WORK TO COMPLETE:
Restate the data below word for word, leaving nothing out.

■ ■ ■ ■

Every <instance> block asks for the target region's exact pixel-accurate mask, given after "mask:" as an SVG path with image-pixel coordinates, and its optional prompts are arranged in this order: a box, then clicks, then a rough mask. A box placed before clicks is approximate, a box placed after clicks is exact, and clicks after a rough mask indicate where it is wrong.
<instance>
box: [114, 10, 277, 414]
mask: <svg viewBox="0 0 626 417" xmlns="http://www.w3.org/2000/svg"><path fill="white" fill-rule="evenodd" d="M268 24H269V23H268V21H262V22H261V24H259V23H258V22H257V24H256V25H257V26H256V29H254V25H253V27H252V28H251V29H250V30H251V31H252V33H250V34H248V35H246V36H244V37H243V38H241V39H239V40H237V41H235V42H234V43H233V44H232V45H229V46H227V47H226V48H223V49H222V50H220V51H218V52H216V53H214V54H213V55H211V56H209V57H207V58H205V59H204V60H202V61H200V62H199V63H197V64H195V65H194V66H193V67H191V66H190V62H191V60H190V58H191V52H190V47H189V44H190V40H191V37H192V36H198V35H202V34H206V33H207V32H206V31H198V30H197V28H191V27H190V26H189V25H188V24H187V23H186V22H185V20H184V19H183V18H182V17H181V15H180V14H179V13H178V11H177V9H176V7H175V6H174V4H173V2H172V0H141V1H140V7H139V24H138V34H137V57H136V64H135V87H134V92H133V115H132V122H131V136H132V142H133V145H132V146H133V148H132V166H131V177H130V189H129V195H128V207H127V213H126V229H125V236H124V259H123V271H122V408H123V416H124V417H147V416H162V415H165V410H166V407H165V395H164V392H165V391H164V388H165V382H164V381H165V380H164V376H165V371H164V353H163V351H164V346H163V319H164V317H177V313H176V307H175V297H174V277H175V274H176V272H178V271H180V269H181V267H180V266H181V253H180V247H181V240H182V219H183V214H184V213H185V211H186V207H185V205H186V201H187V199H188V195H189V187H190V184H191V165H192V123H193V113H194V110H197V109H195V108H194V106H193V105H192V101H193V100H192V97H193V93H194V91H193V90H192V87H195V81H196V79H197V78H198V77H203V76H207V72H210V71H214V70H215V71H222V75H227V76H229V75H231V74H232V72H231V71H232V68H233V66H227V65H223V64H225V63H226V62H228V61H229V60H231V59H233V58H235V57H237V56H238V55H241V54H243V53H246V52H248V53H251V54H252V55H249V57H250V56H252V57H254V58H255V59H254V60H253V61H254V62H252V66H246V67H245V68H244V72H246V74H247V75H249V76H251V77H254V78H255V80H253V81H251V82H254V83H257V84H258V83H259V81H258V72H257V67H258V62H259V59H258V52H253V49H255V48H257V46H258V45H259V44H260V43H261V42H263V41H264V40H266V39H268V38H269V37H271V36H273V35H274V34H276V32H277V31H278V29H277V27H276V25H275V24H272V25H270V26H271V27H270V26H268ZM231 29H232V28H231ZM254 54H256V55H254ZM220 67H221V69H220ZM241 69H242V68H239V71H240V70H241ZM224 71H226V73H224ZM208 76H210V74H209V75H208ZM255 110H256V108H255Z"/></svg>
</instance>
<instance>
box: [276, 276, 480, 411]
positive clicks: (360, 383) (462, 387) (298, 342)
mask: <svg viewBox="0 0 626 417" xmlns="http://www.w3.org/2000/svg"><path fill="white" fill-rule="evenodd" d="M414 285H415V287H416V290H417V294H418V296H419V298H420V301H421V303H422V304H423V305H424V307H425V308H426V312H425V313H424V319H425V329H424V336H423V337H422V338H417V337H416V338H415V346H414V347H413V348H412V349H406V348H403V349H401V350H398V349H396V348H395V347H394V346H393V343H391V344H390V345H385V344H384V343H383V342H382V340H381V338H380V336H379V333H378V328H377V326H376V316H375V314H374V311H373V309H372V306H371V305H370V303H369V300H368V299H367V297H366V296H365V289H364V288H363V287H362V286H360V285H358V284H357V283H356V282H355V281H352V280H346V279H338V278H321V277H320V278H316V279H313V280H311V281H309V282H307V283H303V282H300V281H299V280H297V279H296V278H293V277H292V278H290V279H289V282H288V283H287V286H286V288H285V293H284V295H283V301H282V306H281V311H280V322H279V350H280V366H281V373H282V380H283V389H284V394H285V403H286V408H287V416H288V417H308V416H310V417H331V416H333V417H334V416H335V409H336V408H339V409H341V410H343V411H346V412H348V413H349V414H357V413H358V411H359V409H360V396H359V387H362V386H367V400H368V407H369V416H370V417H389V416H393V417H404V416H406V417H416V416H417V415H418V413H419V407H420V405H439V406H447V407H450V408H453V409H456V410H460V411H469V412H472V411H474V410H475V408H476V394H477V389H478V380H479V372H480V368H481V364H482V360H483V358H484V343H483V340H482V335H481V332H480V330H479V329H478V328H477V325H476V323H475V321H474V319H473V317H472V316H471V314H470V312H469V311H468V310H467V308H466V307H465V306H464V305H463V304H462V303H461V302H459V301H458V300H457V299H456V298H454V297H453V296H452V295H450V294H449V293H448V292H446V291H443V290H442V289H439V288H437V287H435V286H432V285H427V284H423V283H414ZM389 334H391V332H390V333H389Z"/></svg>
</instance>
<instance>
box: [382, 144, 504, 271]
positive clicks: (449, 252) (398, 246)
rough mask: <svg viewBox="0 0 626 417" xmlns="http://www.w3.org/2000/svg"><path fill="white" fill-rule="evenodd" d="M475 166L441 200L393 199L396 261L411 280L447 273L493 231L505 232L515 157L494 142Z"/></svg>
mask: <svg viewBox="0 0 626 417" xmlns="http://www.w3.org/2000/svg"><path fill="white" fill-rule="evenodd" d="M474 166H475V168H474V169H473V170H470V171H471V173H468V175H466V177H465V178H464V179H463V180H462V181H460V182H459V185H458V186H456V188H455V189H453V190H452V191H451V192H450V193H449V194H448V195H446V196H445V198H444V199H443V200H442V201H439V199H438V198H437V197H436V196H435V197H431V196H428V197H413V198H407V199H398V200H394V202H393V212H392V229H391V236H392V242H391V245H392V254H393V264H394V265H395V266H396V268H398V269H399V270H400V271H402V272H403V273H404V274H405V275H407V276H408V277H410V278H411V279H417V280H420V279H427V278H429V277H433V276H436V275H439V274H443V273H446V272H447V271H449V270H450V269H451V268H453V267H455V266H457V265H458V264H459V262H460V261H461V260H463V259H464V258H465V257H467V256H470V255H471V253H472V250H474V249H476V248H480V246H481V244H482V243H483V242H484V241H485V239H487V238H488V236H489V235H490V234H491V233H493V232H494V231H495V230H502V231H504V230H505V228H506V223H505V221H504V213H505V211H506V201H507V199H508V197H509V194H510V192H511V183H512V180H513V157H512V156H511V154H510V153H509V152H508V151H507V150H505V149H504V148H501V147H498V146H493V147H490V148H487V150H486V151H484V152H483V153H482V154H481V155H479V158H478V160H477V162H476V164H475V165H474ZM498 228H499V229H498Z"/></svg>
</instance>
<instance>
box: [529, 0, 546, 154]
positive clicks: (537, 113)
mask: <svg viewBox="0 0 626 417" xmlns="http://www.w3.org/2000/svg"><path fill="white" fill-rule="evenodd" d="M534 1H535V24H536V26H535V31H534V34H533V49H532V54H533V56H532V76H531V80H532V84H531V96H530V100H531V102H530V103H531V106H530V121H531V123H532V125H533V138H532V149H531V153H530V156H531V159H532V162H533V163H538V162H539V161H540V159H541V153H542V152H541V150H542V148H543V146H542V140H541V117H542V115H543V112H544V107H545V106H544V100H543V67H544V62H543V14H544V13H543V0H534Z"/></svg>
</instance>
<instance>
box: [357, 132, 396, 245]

■ ■ ■ ■

TASK OUTPUT:
Every <instance> block asks for the target region's exact pixel-accurate mask, given after "mask:" as an SVG path with image-pixel coordinates, and its optional prompts are arranged in this order: a box, then clicks, then a rough mask. A box placed before clicks is approximate, a box placed after clicks is exact, and clicks after a rough mask indicate where it is wrong.
<instance>
box: [114, 10, 277, 414]
mask: <svg viewBox="0 0 626 417" xmlns="http://www.w3.org/2000/svg"><path fill="white" fill-rule="evenodd" d="M268 24H269V23H268V21H262V22H261V24H259V23H258V22H257V24H256V25H257V26H256V29H254V25H253V27H252V28H251V29H250V30H251V31H252V33H250V34H248V35H246V36H244V37H243V38H241V39H239V40H237V41H235V42H234V43H233V44H232V45H229V46H227V47H226V48H223V49H222V50H220V51H218V52H216V53H214V54H213V55H211V56H209V57H207V58H205V59H204V60H202V61H200V62H199V63H197V64H195V65H194V66H193V67H191V66H190V62H191V60H190V58H191V52H190V47H189V44H190V40H191V37H192V36H198V35H202V34H206V33H207V32H206V31H198V30H197V28H191V27H190V26H189V25H188V24H187V23H186V22H185V20H184V19H183V18H182V17H181V15H180V14H179V13H178V11H177V9H176V7H175V6H174V4H173V2H172V0H141V1H140V7H139V24H138V34H137V57H136V64H135V87H134V92H133V115H132V122H131V136H132V142H133V145H132V146H133V148H132V166H131V177H130V189H129V195H128V207H127V213H126V229H125V236H124V259H123V271H122V408H123V416H124V417H147V416H162V415H165V410H166V407H165V395H164V392H165V391H164V388H165V382H164V381H165V380H164V376H165V371H164V353H163V351H164V346H163V319H164V317H177V313H176V307H175V297H174V277H175V274H176V272H178V271H180V269H181V267H180V266H181V253H180V247H181V240H182V219H183V214H184V213H185V211H186V207H185V205H186V201H187V199H188V195H189V187H190V184H191V165H192V123H193V113H194V110H197V109H195V108H194V106H193V105H192V101H193V100H192V97H193V93H194V91H193V90H192V87H195V81H196V79H197V78H198V77H203V76H207V72H210V71H214V70H215V71H222V75H227V76H229V75H231V74H232V72H231V71H232V68H233V66H227V65H223V64H225V63H226V62H228V61H229V60H231V59H233V58H235V57H237V56H238V55H241V54H243V53H246V52H248V53H251V54H252V55H249V57H250V56H252V57H254V58H255V59H254V60H253V61H254V62H252V66H246V67H245V68H244V72H246V74H247V75H249V76H251V77H254V78H255V80H253V81H251V82H254V83H257V84H258V83H259V81H258V72H257V67H258V62H259V59H258V52H253V49H255V48H257V46H258V45H259V44H260V43H261V42H263V41H264V40H266V39H268V38H269V37H271V36H273V35H274V34H276V32H277V31H278V29H277V27H276V25H275V24H272V25H270V26H271V27H270V26H268ZM231 29H232V28H231ZM254 54H256V55H254ZM220 67H221V69H220ZM241 69H242V68H239V71H240V70H241ZM224 71H226V73H224ZM208 76H210V74H209V75H208ZM255 110H256V108H255Z"/></svg>
</instance>
<instance>
box: [276, 276, 480, 411]
positive clicks: (360, 383) (462, 387) (298, 342)
mask: <svg viewBox="0 0 626 417" xmlns="http://www.w3.org/2000/svg"><path fill="white" fill-rule="evenodd" d="M414 285H415V287H416V290H417V294H418V296H419V298H420V301H421V303H422V304H423V305H424V307H425V308H426V312H425V313H424V319H425V329H424V336H423V337H422V338H417V337H416V338H415V346H414V347H413V348H412V349H406V348H403V349H401V350H398V349H396V348H395V347H394V346H393V343H391V344H390V345H385V344H384V343H383V342H382V340H381V338H380V336H379V333H378V328H377V326H376V316H375V314H374V311H373V309H372V306H371V305H370V303H369V300H368V299H367V297H366V296H365V289H364V288H363V287H362V286H360V285H358V284H357V283H356V282H355V281H352V280H346V279H338V278H321V277H320V278H316V279H313V280H311V281H309V282H307V283H303V282H300V281H299V280H297V279H296V278H293V277H292V278H290V279H289V282H288V283H287V286H286V288H285V293H284V295H283V301H282V306H281V311H280V322H279V350H280V366H281V373H282V380H283V389H284V394H285V403H286V408H287V416H288V417H308V416H310V417H331V416H333V417H334V416H335V409H336V408H339V409H341V410H343V411H346V412H348V413H349V414H357V413H358V411H359V409H360V396H359V387H362V386H367V400H368V407H369V416H370V417H389V416H393V417H404V416H406V417H416V416H417V415H418V413H419V407H420V405H439V406H447V407H450V408H453V409H456V410H460V411H469V412H472V411H474V410H475V408H476V394H477V389H478V380H479V372H480V368H481V364H482V360H483V358H484V343H483V340H482V335H481V332H480V330H479V329H478V328H477V325H476V323H475V321H474V319H473V317H472V316H471V314H470V312H469V311H468V310H467V308H466V307H465V306H464V305H463V304H462V303H461V302H459V301H458V300H457V299H456V298H454V297H453V296H452V295H450V294H449V293H448V292H446V291H443V290H442V289H439V288H437V287H435V286H432V285H427V284H423V283H414ZM389 334H391V332H390V333H389Z"/></svg>
</instance>
<instance>
box: [382, 144, 504, 271]
positive clicks: (449, 252) (398, 246)
rough mask: <svg viewBox="0 0 626 417" xmlns="http://www.w3.org/2000/svg"><path fill="white" fill-rule="evenodd" d="M475 166L441 200L393 199L396 261L411 280L447 273L493 231L505 232L515 157L494 142Z"/></svg>
mask: <svg viewBox="0 0 626 417" xmlns="http://www.w3.org/2000/svg"><path fill="white" fill-rule="evenodd" d="M474 166H475V168H474V169H473V170H470V171H471V173H468V175H466V177H465V178H464V179H463V180H462V181H460V182H459V185H458V186H456V188H455V189H453V190H452V191H451V192H450V193H449V194H448V195H446V196H445V198H444V199H443V200H442V201H439V199H438V198H437V197H436V196H435V197H431V196H428V197H413V198H407V199H398V200H394V202H393V212H392V229H391V236H392V242H391V245H392V254H393V264H394V265H395V266H396V268H398V269H399V270H400V271H402V272H403V273H404V274H405V275H407V276H408V277H410V278H411V279H417V280H420V279H427V278H429V277H433V276H436V275H439V274H443V273H446V272H447V271H449V270H450V269H451V268H453V267H455V266H457V265H458V264H459V262H460V261H461V260H463V259H464V258H465V257H467V256H470V255H471V253H472V250H474V249H476V248H480V246H481V244H482V243H483V242H484V241H485V239H487V238H488V236H489V235H490V234H491V233H493V232H494V231H495V230H502V231H504V230H505V228H506V223H505V221H504V213H505V211H506V201H507V199H508V197H509V194H510V192H511V183H512V180H513V157H512V156H511V154H510V153H509V152H508V151H507V150H505V149H504V148H501V147H498V146H493V147H490V148H487V150H486V151H484V152H483V153H482V154H481V155H479V158H478V160H477V162H476V164H475V165H474ZM498 228H499V229H498Z"/></svg>
</instance>
<instance>
box: [529, 0, 546, 154]
positive clicks: (537, 113)
mask: <svg viewBox="0 0 626 417" xmlns="http://www.w3.org/2000/svg"><path fill="white" fill-rule="evenodd" d="M534 1H535V24H536V26H535V31H534V34H533V49H532V54H533V56H532V76H531V80H532V84H531V96H530V100H531V102H530V103H531V106H530V121H531V123H532V125H533V138H532V149H531V153H530V156H531V159H532V162H533V163H538V162H539V161H540V159H541V153H542V152H541V150H542V148H543V146H542V140H541V117H542V115H543V112H544V107H545V106H544V100H543V67H544V62H543V14H544V13H543V0H534Z"/></svg>
</instance>
<instance>
box: [357, 132, 396, 245]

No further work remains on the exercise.